SAN JUAN, Puerto Rico (DTN) -- Agriculture Secretary Tom Vilsack sees no reason for the United States to compromise in its support of biotech corn exports to Mexico, highlighting that the conflict is a classic trade barrier.

Speaking to reporters at the American Farm Bureau Federation annual meeting in San Juan, Puerto Rico, Vilsack said the U.S. has a Jan. 15 reply date that will come from U.S. Trade Ambassador Katherine Tai's office. The U.S. will continue stressing provisions of the United States-Mexico-Canada Agreement (USMCA) to make the case against any ban.

"The message is pretty simple, which is we believe in a science-based system." Vilsack said, noting some of the issues raised by Mexico's President Andres Manuel Lopez Obrador. He reiterated the point about trade policy focusing on a system based on science. "Until such time as we see that, we're going to continue to push the USMCA." He added, "There is no secret about this."

President Joe Biden is in Mexico meeting with Obrador, as well as Canadian Prime Minister Justin Trudeau. The North American leaders are discussing immigration problems and energy policy, but the battle over U.S. corn isn't expected to rise to the level of presidential talks.

The offer from Mexico proposed not to place a biotech import ban on yellow corn used only for livestock feed. Vilsack reiterated Mexico could be faced with not having enough non-biotech feed for the country's livestock industry. That would lead to fewer livestock, supply-chain problems and ultimately higher prices for Mexican consumers.


Responding to a question, Vilsack said there is no reason for the U.S. to compromise its position. Obrador may have concerns over the heritage and culture of corn. If that is the case, then there is a market for Mexican farmers to sell non-genetically modified white corn. That doesn't allow Mexico to exclude corn imports.

"I'm reasonably certain that the market down there is going to want what corn is produced by Mexican producers that's non-GMO for their tortillas," Vilsack said. "And that's what the market is saying, and the market will respond to that. But that doesn't necessarily provide a reason to prevent other corn from coming into Mexico."

U.S. agricultural groups and the Biotechnology Innovation Organization (BIO) released a statement Monday calling on the three governments to follow the framework of the USMCA and use committees outlined in the trade deal "to align on best practices and resolve trade disputes such as Mexico's proposed ban on some uses of biotech corn and other agricultural technologies." The statement was backed by the National Corn Growers Association, the Corn Refiners Association and the North American Millers Association.


USDA has $3.7 billion to help with disasters from 2022 farm losses.

Congress approved disaster aid for 2022 losses in the omnibus bill that passed in late December. Vilsack said USDA is focused on getting out phase two of the Emergency Relief Program (ERP) for 2020 and 2021 losses. USDA just opened up those programs, looking to support producers who may not have received funding from prior programs because of past income or production data. Then there is another Pandemic Assistance Relief Program. The ERP Phase 2 and PARP application period is open from Jan. 23 through June 2.

USDA also adjusted the Noninsured Crop Disaster Assistance Program (NAP) to help veterans, beginning farmers and farmers who are socially disadvantaged.

More details about the disaster ERP and NAP details can be found here:…

Asked about permanent disaster aid, Vilsack said farm policy needs to have a disaster approach that is flexible enough to deal with regional differences. That includes being "flexible enough to deal with a disaster that we didn't know was going to occur."

Required tasks:
**A)** In the corn trade article, what dates bound the application period for ERP Phase 2 and PARP?
**B)** Reproduce the part of the corn trade article starting with "President Joe Biden" and going on through "for Mexican consumers.".
The entries after this point aren't needed.

Data listing:
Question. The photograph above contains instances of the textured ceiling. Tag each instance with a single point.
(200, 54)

* * *

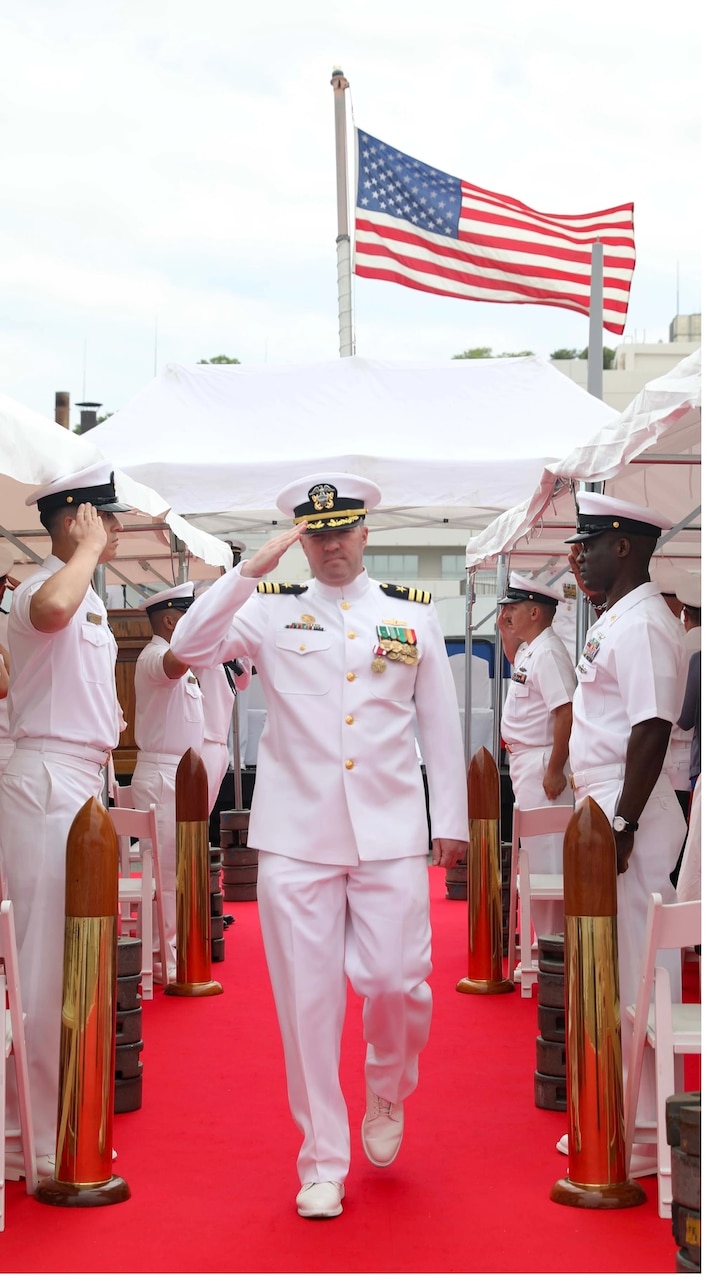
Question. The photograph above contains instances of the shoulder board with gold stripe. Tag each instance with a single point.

Responses by task:
**A)** Jan. 23 through June 2.

**B)**
President Joe Biden is in Mexico meeting with Obrador, as well as Canadian Prime Minister Justin Trudeau. The North American leaders are discussing immigration problems and energy policy, but the battle over U.S. corn isn't expected to rise to the level of presidential talks.

The offer from Mexico proposed not to place a biotech import ban on yellow corn used only for livestock feed. Vilsack reiterated Mexico could be faced with not having enough non-biotech feed for the country's livestock industry. That would lead to fewer livestock, supply-chain problems and ultimately higher prices for Mexican consumers.